_Goal_: Could you copy out, word for word, the rows starting at the one containing "Look at the UI above and find the apartment" and ending at the one containing "[0,71,6,92]", both included?

##### Records for processing #####

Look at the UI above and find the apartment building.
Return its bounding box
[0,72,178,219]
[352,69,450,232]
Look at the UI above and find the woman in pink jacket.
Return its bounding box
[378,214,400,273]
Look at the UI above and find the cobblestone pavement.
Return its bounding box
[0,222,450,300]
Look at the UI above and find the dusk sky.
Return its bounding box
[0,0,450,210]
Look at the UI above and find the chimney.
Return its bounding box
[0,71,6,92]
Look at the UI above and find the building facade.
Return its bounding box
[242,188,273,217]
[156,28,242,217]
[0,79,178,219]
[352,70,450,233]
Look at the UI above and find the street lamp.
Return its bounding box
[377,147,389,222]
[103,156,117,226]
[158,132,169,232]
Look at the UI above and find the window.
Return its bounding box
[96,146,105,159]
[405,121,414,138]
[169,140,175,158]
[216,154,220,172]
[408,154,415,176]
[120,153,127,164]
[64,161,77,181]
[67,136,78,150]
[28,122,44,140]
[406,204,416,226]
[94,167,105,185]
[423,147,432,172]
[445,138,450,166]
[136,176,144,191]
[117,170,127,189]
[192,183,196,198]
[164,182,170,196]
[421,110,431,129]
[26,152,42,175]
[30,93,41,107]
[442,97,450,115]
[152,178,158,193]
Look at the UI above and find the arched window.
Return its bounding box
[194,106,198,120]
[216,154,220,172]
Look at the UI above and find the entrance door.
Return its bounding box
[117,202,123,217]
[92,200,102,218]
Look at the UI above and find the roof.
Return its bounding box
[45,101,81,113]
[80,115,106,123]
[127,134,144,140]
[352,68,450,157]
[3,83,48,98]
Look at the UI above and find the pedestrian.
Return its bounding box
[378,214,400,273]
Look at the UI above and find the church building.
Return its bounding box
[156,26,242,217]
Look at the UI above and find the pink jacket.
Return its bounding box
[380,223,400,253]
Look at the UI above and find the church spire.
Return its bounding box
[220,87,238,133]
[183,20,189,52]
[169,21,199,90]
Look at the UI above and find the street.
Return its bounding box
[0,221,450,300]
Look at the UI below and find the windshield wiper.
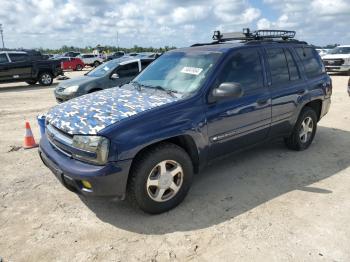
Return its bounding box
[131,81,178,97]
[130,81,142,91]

#####
##### Records for processing #####

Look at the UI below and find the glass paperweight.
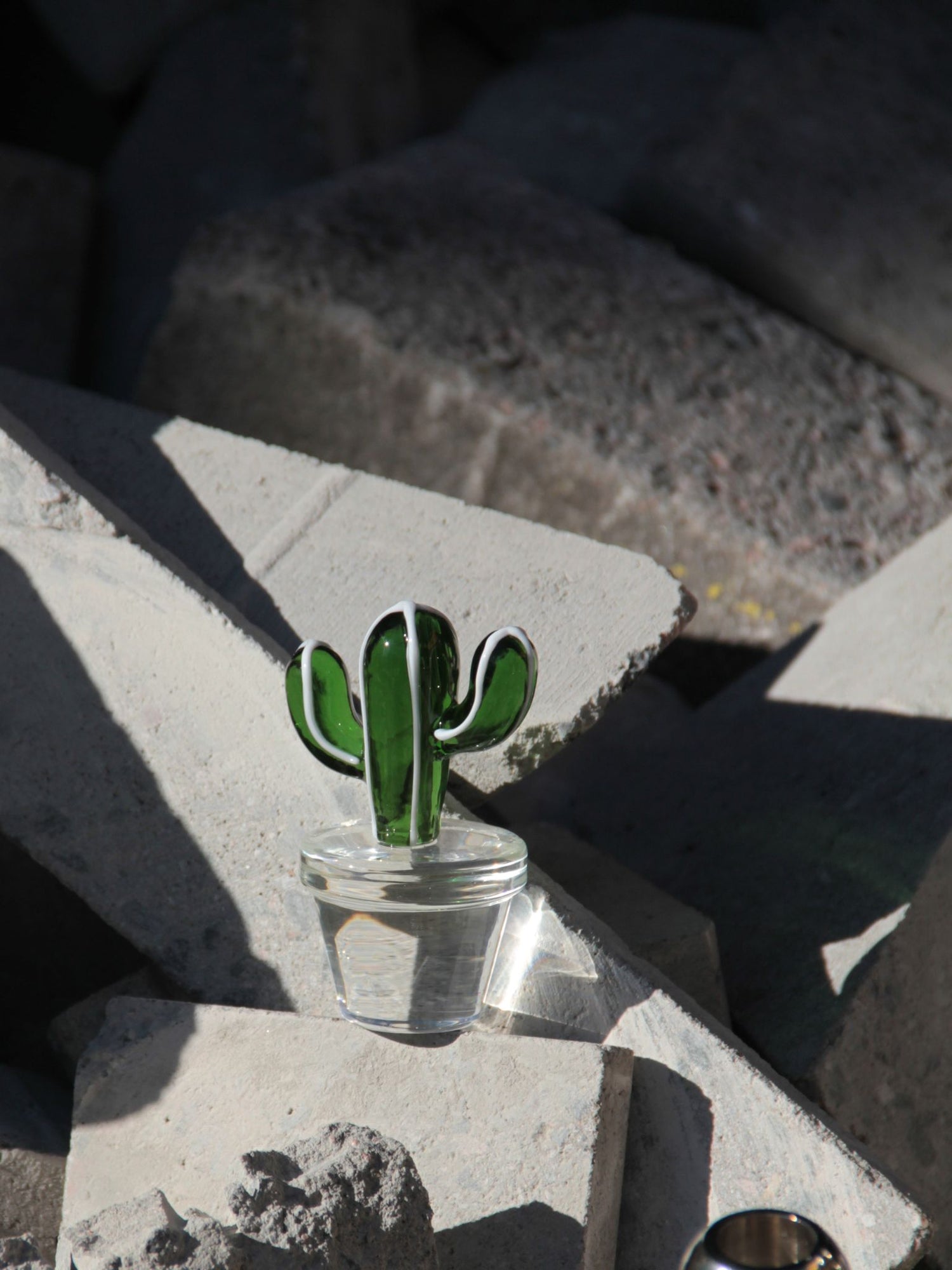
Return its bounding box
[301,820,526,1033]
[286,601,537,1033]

#####

_Answer to this problem_:
Look at the UI above and find the apartment building.
Return its bounding box
[0,72,178,219]
[352,69,450,232]
Look at the UI above and find the woman in pink jacket.
Return its bounding box
[378,214,400,273]
Look at the UI above and find the cobblestone pavement.
Return its bounding box
[0,222,450,300]
Look at the UI above and find the dusk sky.
Return its bounding box
[0,0,450,210]
Look at the UI above and find the chimney.
Return its bounding box
[0,71,6,92]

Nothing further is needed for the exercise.